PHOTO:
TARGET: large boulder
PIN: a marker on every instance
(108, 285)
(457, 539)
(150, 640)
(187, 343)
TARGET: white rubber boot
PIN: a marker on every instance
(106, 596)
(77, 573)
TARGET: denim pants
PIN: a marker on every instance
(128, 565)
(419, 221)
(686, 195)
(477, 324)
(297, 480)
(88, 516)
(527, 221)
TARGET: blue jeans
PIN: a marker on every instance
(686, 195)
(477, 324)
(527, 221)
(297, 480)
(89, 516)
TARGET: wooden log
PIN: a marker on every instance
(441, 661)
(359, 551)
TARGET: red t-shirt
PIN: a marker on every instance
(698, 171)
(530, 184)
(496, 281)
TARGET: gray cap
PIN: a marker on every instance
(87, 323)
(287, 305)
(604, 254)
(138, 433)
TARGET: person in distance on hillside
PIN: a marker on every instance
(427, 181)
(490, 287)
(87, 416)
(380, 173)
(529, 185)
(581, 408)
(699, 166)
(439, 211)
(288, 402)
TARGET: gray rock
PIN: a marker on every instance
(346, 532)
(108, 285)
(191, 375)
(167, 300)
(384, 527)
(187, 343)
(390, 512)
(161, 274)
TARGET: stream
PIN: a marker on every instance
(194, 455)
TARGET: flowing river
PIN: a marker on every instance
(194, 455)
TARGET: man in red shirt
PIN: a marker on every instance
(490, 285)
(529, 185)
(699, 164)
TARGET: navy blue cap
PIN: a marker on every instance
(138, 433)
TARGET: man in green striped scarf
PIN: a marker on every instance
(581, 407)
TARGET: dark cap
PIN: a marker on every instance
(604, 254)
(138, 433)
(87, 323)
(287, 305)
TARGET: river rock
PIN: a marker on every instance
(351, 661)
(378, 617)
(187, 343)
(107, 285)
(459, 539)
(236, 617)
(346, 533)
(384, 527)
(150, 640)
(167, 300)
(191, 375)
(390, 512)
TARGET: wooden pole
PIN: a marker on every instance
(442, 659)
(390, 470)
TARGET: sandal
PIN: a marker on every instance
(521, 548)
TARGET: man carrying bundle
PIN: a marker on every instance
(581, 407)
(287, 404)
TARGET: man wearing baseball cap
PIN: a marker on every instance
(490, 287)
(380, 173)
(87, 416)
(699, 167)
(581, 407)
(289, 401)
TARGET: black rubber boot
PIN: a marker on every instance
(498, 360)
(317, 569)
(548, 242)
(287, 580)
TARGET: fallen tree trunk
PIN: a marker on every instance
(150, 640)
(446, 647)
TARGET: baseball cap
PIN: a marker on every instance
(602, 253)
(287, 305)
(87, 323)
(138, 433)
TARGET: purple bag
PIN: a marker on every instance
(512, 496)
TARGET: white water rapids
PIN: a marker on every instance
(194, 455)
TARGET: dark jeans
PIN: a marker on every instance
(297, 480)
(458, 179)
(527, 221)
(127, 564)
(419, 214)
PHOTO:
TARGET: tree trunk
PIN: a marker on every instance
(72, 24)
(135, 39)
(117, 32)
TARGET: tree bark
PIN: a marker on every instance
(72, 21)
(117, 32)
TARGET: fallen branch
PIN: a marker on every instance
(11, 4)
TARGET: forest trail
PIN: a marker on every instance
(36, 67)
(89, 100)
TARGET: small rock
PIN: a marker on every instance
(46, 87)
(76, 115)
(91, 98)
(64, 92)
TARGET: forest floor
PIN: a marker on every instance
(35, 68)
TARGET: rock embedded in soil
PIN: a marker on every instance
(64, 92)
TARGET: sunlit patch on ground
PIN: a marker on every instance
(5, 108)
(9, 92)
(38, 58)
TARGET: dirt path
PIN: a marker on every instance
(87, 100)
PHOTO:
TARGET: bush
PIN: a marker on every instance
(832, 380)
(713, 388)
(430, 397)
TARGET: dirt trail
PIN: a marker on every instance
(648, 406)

• • • •

Copy all the rows above word for word, in the same order.

• _Exercise result_:
PHOTO:
TARGET: large boulder
PIN: a marker on every instance
(108, 285)
(457, 539)
(150, 640)
(187, 343)
TARGET: white rubber boot
PIN: a marker on every instance
(106, 596)
(77, 573)
TARGET: denim pants
PIN: a marker on every instance
(128, 565)
(419, 221)
(686, 195)
(477, 324)
(297, 480)
(88, 516)
(527, 221)
TARGET: blue jeans
PIN: a marker on every instance
(686, 195)
(477, 324)
(527, 221)
(297, 480)
(89, 516)
TARGET: wooden log
PIN: a marker on every instance
(441, 661)
(359, 551)
TARGET: red t-shirt
PIN: a marker on every instance
(698, 171)
(530, 184)
(496, 281)
TARGET: gray cap
PIN: a marker on every instance
(87, 323)
(287, 305)
(604, 254)
(138, 433)
TARGET: person in distance on hillside
PIN: a marker on every instance
(427, 181)
(490, 287)
(87, 416)
(380, 173)
(529, 185)
(581, 408)
(699, 166)
(439, 211)
(288, 402)
TARGET: gray rock
PIN: a marker on every instance
(346, 532)
(108, 285)
(191, 375)
(167, 300)
(384, 527)
(187, 343)
(390, 512)
(161, 274)
TARGET: stream
PIN: a marker on every instance
(194, 455)
TARGET: flowing river
PIN: a marker on every instance
(194, 455)
TARGET: man in red shirt
PIN: a marker on every instance
(490, 285)
(529, 185)
(699, 164)
TARGET: navy blue cap
PIN: a marker on every instance
(138, 433)
TARGET: man in green striped scarf
PIN: a marker on every instance
(581, 407)
TARGET: dark cap
PIN: a marker on every instance
(604, 254)
(138, 433)
(87, 323)
(287, 305)
TARGET: river rock
PIN: a marker on every instance
(351, 661)
(378, 617)
(187, 343)
(107, 285)
(459, 539)
(236, 617)
(346, 533)
(384, 527)
(150, 640)
(167, 300)
(191, 375)
(390, 512)
TARGET: wooden pole
PIN: a marker on every instance
(442, 659)
(390, 470)
TARGET: sandal
PIN: a marker on every instance
(521, 548)
TARGET: man carrying bundle
PIN: a marker on every instance
(581, 407)
(287, 404)
TARGET: man wearing baseball cap
PIN: a marker on every instance
(490, 287)
(380, 173)
(87, 416)
(699, 167)
(581, 407)
(289, 401)
TARGET: black rubber boot
PIN: a marker on every instance
(498, 360)
(317, 569)
(548, 242)
(287, 580)
TARGET: fallen tree trunk
PIN: a marker on every instance
(150, 640)
(446, 647)
TARGET: baseball cap
PIN: a marker on every instance
(602, 253)
(287, 305)
(87, 323)
(138, 433)
TARGET: purple bag
PIN: a marker on every instance
(512, 496)
TARGET: white water rapids
PIN: a marker on every instance
(194, 455)
TARGET: dark jeans
PIN: a marker on every instance
(297, 480)
(458, 179)
(527, 221)
(127, 564)
(419, 214)
PHOTO:
TARGET: tree trunk
PIN: a marker on every instance
(72, 24)
(135, 39)
(117, 32)
TARGET: tree bark
PIN: a marker on every instance
(72, 21)
(117, 32)
TARGET: fallen branch
PIN: a marker on every instance
(11, 4)
TARGET: forest trail
PIN: a marker on every instance
(36, 67)
(89, 100)
TARGET: small rock
PIN: a marker on every instance
(46, 87)
(76, 115)
(91, 98)
(64, 92)
TARGET: forest floor
PIN: a marker on every instance
(35, 68)
TARGET: rock embedded in soil
PIN: a marker on every instance
(64, 92)
TARGET: sunlit patch on ground
PIN: a marker on every instance
(5, 108)
(9, 92)
(38, 58)
TARGET: dirt path
PIN: a marker on every instance
(87, 100)
PHOTO:
TARGET: bush
PIN: a marker on every instance
(832, 380)
(713, 388)
(430, 397)
TARGET: dirt trail
PIN: a marker on every instance
(648, 406)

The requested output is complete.